What you have to do.
Your answer must consist of exactly the lines below, starting with the line with "Assume fill-rule evenodd for every path." and going on through the line with "Please refer to the photo below.", and nothing else.

Stored items
======
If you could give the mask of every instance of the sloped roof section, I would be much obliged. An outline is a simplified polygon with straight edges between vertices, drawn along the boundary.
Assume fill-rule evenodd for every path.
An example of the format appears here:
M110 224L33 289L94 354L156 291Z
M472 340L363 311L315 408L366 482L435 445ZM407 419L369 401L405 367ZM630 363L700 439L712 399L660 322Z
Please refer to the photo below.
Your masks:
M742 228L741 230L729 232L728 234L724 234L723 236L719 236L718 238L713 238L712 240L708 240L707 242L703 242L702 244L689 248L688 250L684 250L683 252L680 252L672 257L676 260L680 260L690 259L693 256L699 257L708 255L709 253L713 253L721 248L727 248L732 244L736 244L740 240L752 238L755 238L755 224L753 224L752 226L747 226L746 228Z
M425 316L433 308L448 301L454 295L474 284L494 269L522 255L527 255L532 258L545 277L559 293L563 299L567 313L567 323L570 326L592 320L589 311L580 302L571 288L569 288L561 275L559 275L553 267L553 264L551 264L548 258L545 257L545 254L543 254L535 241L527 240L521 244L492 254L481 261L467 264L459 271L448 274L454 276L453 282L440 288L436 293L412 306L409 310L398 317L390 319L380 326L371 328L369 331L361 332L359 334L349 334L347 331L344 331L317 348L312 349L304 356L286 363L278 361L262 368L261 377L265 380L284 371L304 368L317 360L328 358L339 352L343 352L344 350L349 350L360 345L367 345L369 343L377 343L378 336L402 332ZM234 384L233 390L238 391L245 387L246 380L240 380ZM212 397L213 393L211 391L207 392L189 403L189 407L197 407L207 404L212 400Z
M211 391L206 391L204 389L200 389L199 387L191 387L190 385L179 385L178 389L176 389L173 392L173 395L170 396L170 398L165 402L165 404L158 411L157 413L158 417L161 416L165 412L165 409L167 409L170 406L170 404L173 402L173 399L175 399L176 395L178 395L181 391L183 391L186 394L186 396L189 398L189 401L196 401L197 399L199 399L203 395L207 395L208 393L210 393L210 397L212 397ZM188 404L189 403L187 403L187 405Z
======
Task solution.
Assume fill-rule evenodd for every path.
An example of the format appears here:
M110 224L33 289L94 354L156 291Z
M472 340L363 311L315 408L366 482L435 445ZM407 419L369 401L405 367ZM630 363L700 439L712 399L660 322Z
Please refer to the photo below.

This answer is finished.